**PROBLEM DETAILS**
The records below need to be repeated exactly, with every picture left out.

**INFORMATION GIVEN**
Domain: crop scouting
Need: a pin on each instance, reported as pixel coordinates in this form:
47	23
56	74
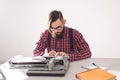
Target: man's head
56	23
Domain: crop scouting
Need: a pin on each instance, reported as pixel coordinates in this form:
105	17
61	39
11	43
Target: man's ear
64	21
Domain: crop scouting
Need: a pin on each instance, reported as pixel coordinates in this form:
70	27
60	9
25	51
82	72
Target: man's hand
54	53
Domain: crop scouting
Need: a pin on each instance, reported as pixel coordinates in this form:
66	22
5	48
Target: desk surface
75	67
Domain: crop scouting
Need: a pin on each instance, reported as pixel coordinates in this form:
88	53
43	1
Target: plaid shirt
80	49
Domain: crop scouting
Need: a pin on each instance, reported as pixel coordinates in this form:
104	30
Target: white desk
75	67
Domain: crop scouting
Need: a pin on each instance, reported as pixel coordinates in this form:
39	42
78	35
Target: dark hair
53	16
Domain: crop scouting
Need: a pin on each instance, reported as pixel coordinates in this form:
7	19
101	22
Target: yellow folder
95	74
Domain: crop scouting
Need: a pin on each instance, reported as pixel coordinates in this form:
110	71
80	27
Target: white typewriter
41	66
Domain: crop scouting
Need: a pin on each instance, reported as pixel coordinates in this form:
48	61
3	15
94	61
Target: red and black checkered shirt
80	47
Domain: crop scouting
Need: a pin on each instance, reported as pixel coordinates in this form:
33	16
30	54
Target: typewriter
41	65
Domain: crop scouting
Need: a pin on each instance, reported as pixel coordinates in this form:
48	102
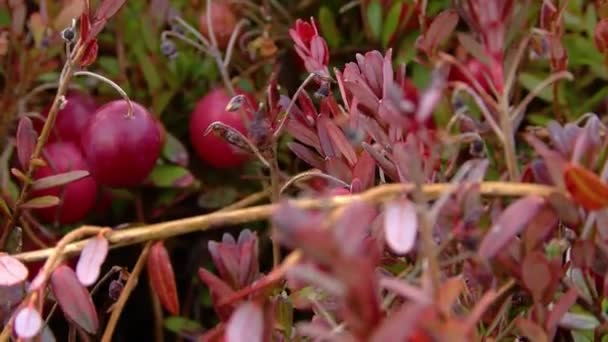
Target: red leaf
400	226
28	322
307	155
442	27
220	291
560	309
585	187
91	259
162	277
58	180
74	299
365	170
12	271
85	24
510	223
531	330
26	141
536	274
340	142
246	324
90	53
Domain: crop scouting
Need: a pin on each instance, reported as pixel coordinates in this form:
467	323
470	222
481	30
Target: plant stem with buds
66	76
383	193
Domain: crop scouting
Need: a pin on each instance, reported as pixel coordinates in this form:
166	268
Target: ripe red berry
223	20
72	119
210	148
77	197
121	151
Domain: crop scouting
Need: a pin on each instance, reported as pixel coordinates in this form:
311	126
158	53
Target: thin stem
232	41
509	139
211	48
210	25
111	84
126	292
184	39
281	127
311	174
275	195
169	229
460	86
518	113
64	81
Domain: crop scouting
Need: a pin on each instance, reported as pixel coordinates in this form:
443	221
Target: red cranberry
223	20
77	197
121	151
72	119
211	148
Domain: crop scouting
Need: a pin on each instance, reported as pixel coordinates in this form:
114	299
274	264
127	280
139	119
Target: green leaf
41	202
392	22
174	151
171	176
5	17
329	29
374	18
109	65
179	325
530	81
149	70
217	198
60	179
14	243
161	101
4	208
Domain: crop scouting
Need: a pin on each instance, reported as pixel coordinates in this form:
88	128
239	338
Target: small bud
476	149
323	91
168	48
235	103
68	34
600	36
115	289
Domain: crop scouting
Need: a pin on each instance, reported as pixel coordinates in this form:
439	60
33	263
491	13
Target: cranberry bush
377	170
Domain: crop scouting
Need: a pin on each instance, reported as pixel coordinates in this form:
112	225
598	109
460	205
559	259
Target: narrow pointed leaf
340	142
307	155
246	324
12	271
585	187
28	322
536	274
560	309
91	259
400	226
26	141
41	202
74	299
531	330
162	277
58	180
510	223
175	152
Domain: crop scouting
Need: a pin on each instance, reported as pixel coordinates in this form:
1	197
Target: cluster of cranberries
117	149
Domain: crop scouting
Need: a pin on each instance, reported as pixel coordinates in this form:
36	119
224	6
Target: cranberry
223	21
77	197
72	119
121	151
211	148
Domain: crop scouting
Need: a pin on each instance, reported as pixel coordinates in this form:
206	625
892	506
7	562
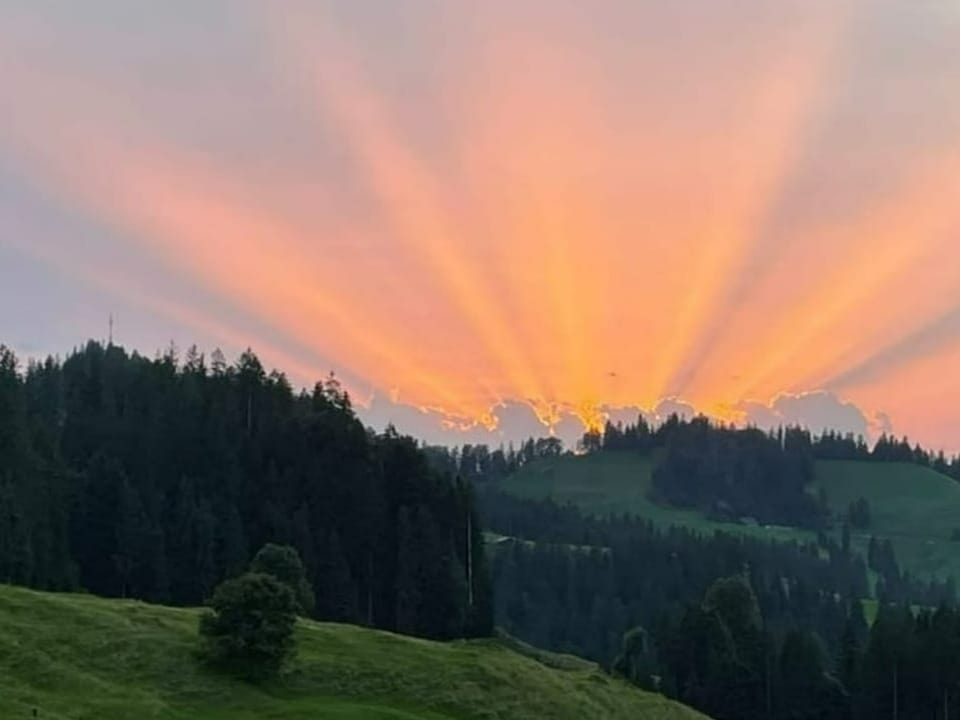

**ANSWER AREA**
Domain: crop scouting
Need: a pin on each instance, reported as pixel coordinates in this form:
47	23
56	74
Target: man's head
56	23
Domain: crop scouting
Need: a pin on each instance, reported as pixel coordinates in this form:
105	17
61	39
11	43
Target: man's ear
64	21
Domain: crop scouting
Need: a pin on each instance, reported as pixel coordinates in this form:
70	27
60	9
25	51
82	72
Target: man's hand
54	53
Domain: crop scouting
Need: a pin on each instance, reported as pixel coordinates in this form:
66	22
5	48
Target: desk surface
75	67
Domain: crop scouting
Need: a pin on each instance, reported as pixel coordinates in this form:
88	53
43	1
Target: plaid shirt
80	49
Domain: crop scouting
Need: a pin on each instance, reported as pixel coordinates in this form:
104	30
Target: white desk
75	67
Domain: crop scouting
Need: a pin on each instance, reported as pixel coordinates in this form:
39	42
78	35
Target: dark hair
53	16
Domain: crop scouting
Need: a pin on each instance, reported as pixel coordinates in this form:
7	19
101	22
Target: yellow folder
95	74
Domain: crop scouting
Need: a pin on each instance, reported as pixel coordinates in this form:
110	71
80	27
Target: white typewriter
41	66
Domain: crop scouting
Need: a pin on each instance, reported as pixel coordinates in this form:
48	61
3	15
94	61
Target: red and black checkered shirt
80	47
Domain: crop scouting
Need: a pin on each instance, reported as pixel coordinates in this form:
33	16
30	54
Target: typewriter
41	65
Domain: crop scouting
Need: a pin on each instance, reported as pixel coordinates in this form:
48	102
Target: red leaf
400	226
28	322
307	155
442	27
220	291
560	309
585	187
91	259
162	277
58	180
74	299
365	170
12	271
85	24
510	223
531	330
26	141
536	274
340	142
246	324
90	53
Domain: crop scouting
Need: a pin on each instance, reported as pixel coordinates in this form:
467	323
470	222
481	30
Target: plant stem with buds
66	76
383	193
Domain: crop scouting
Need: a pin on each instance, reported as pixel coordinates in this form:
166	268
Target: ripe red berry
223	20
72	119
210	148
77	197
121	151
Domain: crop scouting
Need: a pin on each instance, reported as pixel coordinates in this form:
311	126
158	53
Target: thin stem
232	41
509	139
211	48
210	25
111	84
126	292
184	39
281	127
311	174
275	195
169	229
460	86
518	113
64	81
Domain: crop scouting
Need: a pin on each instance, reported as pixel coordinates in this form:
443	221
Target: red cranberry
223	20
77	197
121	151
72	119
211	148
Domain: crop scouting
Need: a pin on each instance, reported as pixel coordinates in this form:
114	299
274	264
127	280
139	119
Target: green leaf
41	202
392	22
174	151
171	176
5	17
329	29
374	18
109	65
179	325
530	81
149	70
217	198
60	179
14	243
161	101
4	208
Domain: crop scouting
Need: a pin on each instance, reported as pixel coordinates in this form:
88	128
239	338
Target: small bud
476	149
323	91
168	48
235	103
68	34
600	36
115	289
Domain: crop scouting
Need: a pin on each instance, reported as pixel coordinates in this form:
439	60
33	263
491	13
Target: cranberry bush
377	170
Domain: crop scouting
Need: a pin on each instance, reported as pixel coordinates in this form:
112	225
598	109
460	205
559	259
Target: narrow pointed leaf
340	142
307	155
246	324
12	271
585	187
28	322
536	274
560	309
91	259
400	226
26	141
41	202
74	299
531	330
162	277
58	180
510	223
175	152
Domain: crop scouting
Need: a pin on each instance, reported as pixel coordinates in this form:
1	197
Target: cluster of cranberries
117	149
Domain: crop scouting
Need: a pin on each instance, reported as pixel coordinates in this form:
36	119
224	6
Target: cranberry
223	21
77	197
72	119
121	151
211	148
Domain: crop scouting
Need: a pin on each instance, reported as pixel coordinates in this form:
206	625
892	506
7	562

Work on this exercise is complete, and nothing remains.